EXCERPTED DATA:
[Start of section]

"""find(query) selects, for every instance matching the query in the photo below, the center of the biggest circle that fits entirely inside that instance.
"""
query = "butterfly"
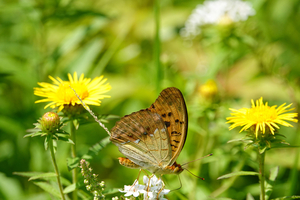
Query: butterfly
(153, 138)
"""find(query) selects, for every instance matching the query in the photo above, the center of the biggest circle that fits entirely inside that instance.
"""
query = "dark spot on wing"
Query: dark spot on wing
(167, 124)
(175, 133)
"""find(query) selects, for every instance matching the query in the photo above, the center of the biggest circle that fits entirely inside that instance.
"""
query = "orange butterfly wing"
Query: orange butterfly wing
(171, 106)
(153, 138)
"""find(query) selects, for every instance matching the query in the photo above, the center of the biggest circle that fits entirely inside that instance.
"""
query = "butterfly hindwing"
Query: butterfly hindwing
(171, 106)
(153, 138)
(142, 137)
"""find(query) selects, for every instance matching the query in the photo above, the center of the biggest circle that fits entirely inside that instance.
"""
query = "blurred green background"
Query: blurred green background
(115, 38)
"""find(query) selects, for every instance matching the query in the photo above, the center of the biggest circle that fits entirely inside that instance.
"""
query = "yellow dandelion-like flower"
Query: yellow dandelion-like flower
(262, 117)
(59, 94)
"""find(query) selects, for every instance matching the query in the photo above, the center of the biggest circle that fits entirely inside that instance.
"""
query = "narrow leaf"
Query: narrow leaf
(287, 197)
(240, 173)
(111, 191)
(100, 145)
(270, 183)
(73, 163)
(48, 188)
(27, 174)
(249, 197)
(70, 188)
(43, 176)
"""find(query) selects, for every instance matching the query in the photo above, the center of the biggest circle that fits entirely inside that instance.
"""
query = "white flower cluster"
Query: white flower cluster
(211, 12)
(151, 189)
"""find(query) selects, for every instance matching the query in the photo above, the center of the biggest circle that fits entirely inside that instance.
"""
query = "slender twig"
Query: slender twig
(261, 160)
(157, 44)
(55, 167)
(73, 153)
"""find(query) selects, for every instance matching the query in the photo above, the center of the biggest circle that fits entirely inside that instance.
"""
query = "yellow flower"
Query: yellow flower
(59, 94)
(262, 117)
(209, 89)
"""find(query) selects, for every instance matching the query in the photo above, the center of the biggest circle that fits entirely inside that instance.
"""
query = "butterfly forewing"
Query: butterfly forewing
(171, 106)
(142, 137)
(154, 137)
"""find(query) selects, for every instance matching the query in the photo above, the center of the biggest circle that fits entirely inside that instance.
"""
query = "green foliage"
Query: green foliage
(247, 60)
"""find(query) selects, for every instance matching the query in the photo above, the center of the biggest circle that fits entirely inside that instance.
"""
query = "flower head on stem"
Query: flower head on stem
(91, 182)
(152, 188)
(60, 95)
(261, 117)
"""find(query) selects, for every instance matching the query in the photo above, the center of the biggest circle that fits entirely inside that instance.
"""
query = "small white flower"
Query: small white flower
(212, 12)
(134, 190)
(151, 190)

[End of section]

WHAT NEEDS TO BE DONE:
Restate every line above exactly, omitting images.

RESULT FOR THIS EXERCISE:
"""find(query) selects, for every instance matching the query in the photo below, the center of the biggest circle that fits entirely inside that instance.
"""
query = "butterfly"
Query: butterfly
(153, 138)
"""find(query) selects, for every instance matching the query in the photo above, the center of the biggest circle that fits entirely inside that instance.
"""
query = "dark spot on wing"
Query: dark spot on wing
(167, 124)
(175, 133)
"""find(query) selects, for every instance matching the query in the photo above, the center of the biggest circle that fits entirely inside that instance.
"""
query = "orange butterfly wing"
Query: orange butterfly wing
(171, 106)
(153, 138)
"""find(query) selects, for every instance matching the query in the photo above, the center of the biggest circle that fits entirely inside that instance.
"""
query = "butterfly hindwing"
Query: butterfly hindwing
(171, 106)
(153, 138)
(142, 137)
"""find(query) selects, for every instance matching the query in the photo above, the center of the biggest circle that fits entirely inside that instance.
"""
query = "blurred green background"
Query: blurred green background
(115, 38)
"""find(query) selects, for every instance matching the query in the photo above, the center of the biggest circle that fits entirely inside that instance.
"""
query = "yellow dandelion-like flower"
Query: yellow dandelion-like flower
(262, 117)
(59, 94)
"""find(query) selects, for every instance matching the query in the photo above, the center of the biggest circle that fits entirely inside that instance.
"""
query = "narrow leaf"
Query: narrow leaf
(287, 197)
(240, 173)
(111, 191)
(100, 145)
(270, 183)
(73, 163)
(48, 188)
(27, 174)
(249, 197)
(70, 188)
(43, 176)
"""find(query) selects, for every instance matching the query in the photo above, the center of the biggest circle that fits entirely inside that instance.
"""
query = "white flower cluster"
Query: white flower cluster
(211, 12)
(151, 189)
"""find(query) selects, for every instance matching the query in the photo above, the center of the biggest circle that fits entirely inside that instance.
"""
query = "slender twig"
Query: slender twig
(261, 160)
(157, 44)
(55, 167)
(73, 153)
"""find(query) selects, for every instance matching the query in the photo above, the center of the biggest circle that fits entirely inside that instance.
"""
query = "yellow flower"
Query: yellow flower
(59, 94)
(262, 117)
(209, 89)
"""find(query) selects, for every instance matching the query in the photo above, the center of the biggest circle that fits entirely inside that instance.
"""
query = "butterfly forewing"
Query: butterfly forewing
(171, 106)
(142, 137)
(154, 137)
"""find(query) selects, for every instance matching the query in the photo above, the center of the biggest circle that fits entirely inside that instance.
"""
query = "green foliage"
Query: green foliage
(247, 60)
"""find(query) selects, for every instance matching the query in the photo above, the center of the biggest circle that fits entirely inside that instance.
"""
query = "flower head on stem"
Query: flower head on stem
(91, 182)
(152, 188)
(60, 95)
(261, 117)
"""find(query) selects, for every instance matching the query in the photo above, the center of the biggest circle that fits entirely inside that instance.
"""
query = "small white flower"
Query: small white flower
(212, 12)
(134, 190)
(151, 190)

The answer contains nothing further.